(Collected data)
******************************

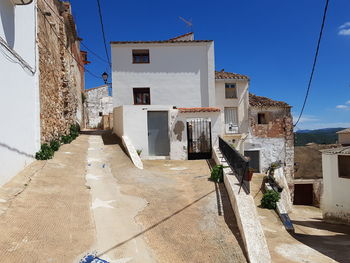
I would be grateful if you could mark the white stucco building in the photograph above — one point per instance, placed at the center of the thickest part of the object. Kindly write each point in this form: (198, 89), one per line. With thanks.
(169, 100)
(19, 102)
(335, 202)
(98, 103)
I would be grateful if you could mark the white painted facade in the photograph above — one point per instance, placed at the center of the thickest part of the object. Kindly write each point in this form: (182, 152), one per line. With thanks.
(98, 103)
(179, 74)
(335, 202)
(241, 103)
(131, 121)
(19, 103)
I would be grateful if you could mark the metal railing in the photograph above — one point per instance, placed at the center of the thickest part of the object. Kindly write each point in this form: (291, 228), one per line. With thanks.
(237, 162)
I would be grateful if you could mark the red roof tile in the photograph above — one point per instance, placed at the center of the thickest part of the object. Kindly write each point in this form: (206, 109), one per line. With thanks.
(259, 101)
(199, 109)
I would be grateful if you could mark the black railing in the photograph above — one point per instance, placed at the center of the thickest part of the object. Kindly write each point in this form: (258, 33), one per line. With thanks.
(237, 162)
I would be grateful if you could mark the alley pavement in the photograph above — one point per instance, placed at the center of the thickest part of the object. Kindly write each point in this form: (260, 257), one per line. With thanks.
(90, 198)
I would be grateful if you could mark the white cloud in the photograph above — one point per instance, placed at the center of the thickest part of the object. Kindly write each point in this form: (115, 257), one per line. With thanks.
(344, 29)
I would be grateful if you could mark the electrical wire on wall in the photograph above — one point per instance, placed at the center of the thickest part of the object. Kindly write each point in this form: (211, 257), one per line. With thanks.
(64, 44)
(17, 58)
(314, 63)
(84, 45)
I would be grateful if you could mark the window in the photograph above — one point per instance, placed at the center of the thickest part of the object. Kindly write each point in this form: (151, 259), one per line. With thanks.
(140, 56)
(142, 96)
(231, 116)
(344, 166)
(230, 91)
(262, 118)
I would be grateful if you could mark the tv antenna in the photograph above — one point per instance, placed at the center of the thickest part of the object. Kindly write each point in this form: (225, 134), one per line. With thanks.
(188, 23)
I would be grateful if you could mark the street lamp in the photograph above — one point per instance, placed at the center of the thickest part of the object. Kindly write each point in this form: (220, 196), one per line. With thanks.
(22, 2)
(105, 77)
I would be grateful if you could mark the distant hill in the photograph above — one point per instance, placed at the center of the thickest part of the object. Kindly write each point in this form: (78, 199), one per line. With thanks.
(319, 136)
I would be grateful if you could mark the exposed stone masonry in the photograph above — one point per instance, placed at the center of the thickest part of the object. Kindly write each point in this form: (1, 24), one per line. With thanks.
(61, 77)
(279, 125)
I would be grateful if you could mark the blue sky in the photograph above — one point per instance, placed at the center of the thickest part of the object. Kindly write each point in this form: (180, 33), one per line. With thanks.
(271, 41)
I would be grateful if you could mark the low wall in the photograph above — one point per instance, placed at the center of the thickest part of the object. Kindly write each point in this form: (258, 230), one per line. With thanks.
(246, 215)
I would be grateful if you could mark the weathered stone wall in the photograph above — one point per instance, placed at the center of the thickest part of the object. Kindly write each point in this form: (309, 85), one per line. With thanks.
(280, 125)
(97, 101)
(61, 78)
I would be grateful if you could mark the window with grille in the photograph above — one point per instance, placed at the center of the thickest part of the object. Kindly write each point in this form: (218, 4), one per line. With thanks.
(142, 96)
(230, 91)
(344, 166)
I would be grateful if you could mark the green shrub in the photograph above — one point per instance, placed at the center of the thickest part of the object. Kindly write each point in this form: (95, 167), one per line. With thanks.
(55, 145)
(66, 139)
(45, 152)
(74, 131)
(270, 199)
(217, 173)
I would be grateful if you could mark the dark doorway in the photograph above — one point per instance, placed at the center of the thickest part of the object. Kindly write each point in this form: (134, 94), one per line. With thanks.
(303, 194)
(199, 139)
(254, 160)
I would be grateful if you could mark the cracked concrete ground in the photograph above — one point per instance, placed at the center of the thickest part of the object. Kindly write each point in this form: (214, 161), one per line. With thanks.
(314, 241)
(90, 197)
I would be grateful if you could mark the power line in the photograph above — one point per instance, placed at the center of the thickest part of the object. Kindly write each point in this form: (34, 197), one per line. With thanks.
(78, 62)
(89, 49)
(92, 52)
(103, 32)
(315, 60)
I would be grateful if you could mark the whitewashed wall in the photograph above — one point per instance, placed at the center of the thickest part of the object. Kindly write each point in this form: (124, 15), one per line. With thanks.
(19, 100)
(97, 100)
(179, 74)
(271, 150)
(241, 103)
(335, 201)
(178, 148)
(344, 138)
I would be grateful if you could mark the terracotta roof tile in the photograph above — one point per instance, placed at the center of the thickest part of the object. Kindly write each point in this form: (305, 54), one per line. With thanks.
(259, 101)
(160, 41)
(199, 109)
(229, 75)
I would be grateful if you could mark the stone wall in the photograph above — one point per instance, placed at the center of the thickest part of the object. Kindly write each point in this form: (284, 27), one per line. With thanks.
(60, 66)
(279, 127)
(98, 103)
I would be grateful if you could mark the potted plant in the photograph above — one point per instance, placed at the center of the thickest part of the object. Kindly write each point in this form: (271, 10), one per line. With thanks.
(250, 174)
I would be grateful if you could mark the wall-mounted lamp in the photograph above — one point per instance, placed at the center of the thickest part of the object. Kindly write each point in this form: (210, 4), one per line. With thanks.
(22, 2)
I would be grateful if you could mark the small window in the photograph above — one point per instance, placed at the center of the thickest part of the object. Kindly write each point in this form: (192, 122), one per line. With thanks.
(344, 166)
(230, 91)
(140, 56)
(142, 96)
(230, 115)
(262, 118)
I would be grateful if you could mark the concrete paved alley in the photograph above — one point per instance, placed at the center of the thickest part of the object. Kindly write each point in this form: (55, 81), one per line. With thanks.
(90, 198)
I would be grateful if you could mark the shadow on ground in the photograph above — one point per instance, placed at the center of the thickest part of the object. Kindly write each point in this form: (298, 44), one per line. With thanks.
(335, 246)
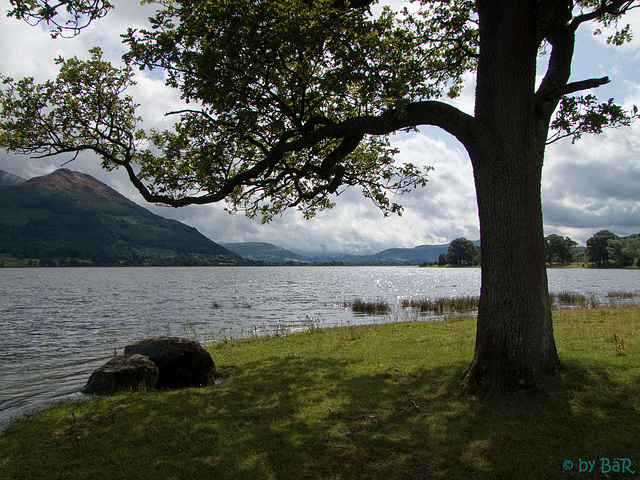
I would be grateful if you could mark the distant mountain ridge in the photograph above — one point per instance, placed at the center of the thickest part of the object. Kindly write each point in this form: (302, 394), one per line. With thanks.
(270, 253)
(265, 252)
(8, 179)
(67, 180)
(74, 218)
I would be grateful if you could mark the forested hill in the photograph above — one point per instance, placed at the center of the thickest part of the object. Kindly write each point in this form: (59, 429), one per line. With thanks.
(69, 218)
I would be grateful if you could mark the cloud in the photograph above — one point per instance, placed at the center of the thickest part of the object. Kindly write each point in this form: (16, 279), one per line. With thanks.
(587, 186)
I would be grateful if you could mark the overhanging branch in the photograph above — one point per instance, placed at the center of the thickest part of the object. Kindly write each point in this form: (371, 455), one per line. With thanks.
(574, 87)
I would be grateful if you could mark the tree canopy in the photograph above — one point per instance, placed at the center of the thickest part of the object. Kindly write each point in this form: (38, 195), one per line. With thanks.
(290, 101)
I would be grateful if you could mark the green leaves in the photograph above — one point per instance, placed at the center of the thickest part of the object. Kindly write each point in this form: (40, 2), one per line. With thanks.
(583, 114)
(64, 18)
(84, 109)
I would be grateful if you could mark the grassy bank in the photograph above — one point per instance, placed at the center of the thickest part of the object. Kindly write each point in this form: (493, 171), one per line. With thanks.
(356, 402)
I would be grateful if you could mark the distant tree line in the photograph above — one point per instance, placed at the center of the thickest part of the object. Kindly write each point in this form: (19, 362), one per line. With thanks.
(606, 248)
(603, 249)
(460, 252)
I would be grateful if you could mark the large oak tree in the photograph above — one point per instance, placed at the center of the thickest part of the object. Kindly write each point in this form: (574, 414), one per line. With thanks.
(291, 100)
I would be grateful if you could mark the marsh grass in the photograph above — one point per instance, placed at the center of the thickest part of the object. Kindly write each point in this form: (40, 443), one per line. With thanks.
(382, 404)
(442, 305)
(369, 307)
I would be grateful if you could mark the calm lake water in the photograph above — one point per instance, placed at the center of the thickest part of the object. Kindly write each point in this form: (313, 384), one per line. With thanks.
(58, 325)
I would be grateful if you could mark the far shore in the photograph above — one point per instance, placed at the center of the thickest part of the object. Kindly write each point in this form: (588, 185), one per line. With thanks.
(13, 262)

******************************

§ Required task: Retype nothing except the lines from the line holding "I would be grateful if you could mark the marsh" through the last line of the entries, both included.

§ Complete answer:
I would be grateful if you could mark the marsh grass in the photograph above — one point per instance, placed at the center of the thickest part of the object. Kindly write each point in this form: (40, 443), one per line. With thanks.
(382, 404)
(442, 305)
(369, 307)
I would be grateful if you could mark the calm lake water in the photograph above — one point per instance, placed at the center of the thickest part of the object. Kindly write each point in this form: (313, 384), one per line. With thanks.
(58, 325)
I would be grateful if you could mark the far shore in the photograph above — one point per instance, placed at the center of the thickest part of the object. Kindly write each point in this form: (588, 185), one per line. With thanks.
(13, 262)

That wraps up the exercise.